[WHAT NEEDS TO BE DONE]
Repeat the listing below line for line, leaving every character unchanged.

(Point annotation dataset records)
'''

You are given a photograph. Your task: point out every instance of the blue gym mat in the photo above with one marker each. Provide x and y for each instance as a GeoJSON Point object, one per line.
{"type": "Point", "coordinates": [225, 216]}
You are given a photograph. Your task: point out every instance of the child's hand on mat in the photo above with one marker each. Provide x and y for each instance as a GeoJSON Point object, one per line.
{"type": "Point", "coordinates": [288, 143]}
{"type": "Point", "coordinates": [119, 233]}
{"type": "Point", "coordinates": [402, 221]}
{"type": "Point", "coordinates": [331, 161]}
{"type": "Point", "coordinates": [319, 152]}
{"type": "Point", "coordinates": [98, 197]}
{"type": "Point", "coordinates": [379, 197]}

'''

[OUTPUT FOR THIS TASK]
You are given a photograph. Your task: point out every instance of the blue gym mat in the photo above with one marker each. Provide x and y for each instance as a GeoJSON Point object, one per line.
{"type": "Point", "coordinates": [225, 216]}
You are given a photograph. Your task: point out every instance of the child's hand on mat in the photo above with one marker each. Provide x and y for each instance as a GeoJSON Point object, one per line.
{"type": "Point", "coordinates": [288, 143]}
{"type": "Point", "coordinates": [119, 233]}
{"type": "Point", "coordinates": [402, 221]}
{"type": "Point", "coordinates": [331, 161]}
{"type": "Point", "coordinates": [319, 152]}
{"type": "Point", "coordinates": [98, 197]}
{"type": "Point", "coordinates": [379, 197]}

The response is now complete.